(WHAT THE TASK ASKS): Your answer must be the listing repeated word for word, without its pictures.

• • • • •

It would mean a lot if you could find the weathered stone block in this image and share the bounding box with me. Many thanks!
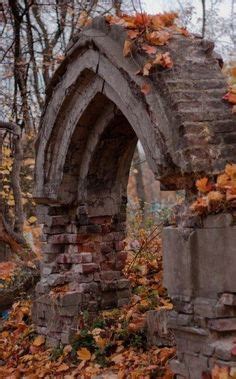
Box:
[211,337,236,361]
[169,359,189,377]
[100,271,121,281]
[57,291,82,307]
[48,234,78,244]
[208,318,236,332]
[163,226,193,298]
[203,213,233,228]
[146,310,174,347]
[117,279,130,289]
[219,293,236,306]
[183,353,208,379]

• • • • •

(EXPECTED OUTPUT):
It would mean a lot if you could find the weathered stone block in this image and share the bounding box with me. Many thanks!
Box:
[211,337,236,361]
[169,359,189,377]
[100,271,121,281]
[57,291,82,307]
[48,234,78,244]
[208,318,236,332]
[163,226,193,298]
[203,213,233,228]
[146,310,174,347]
[117,279,130,289]
[219,293,236,306]
[183,353,208,379]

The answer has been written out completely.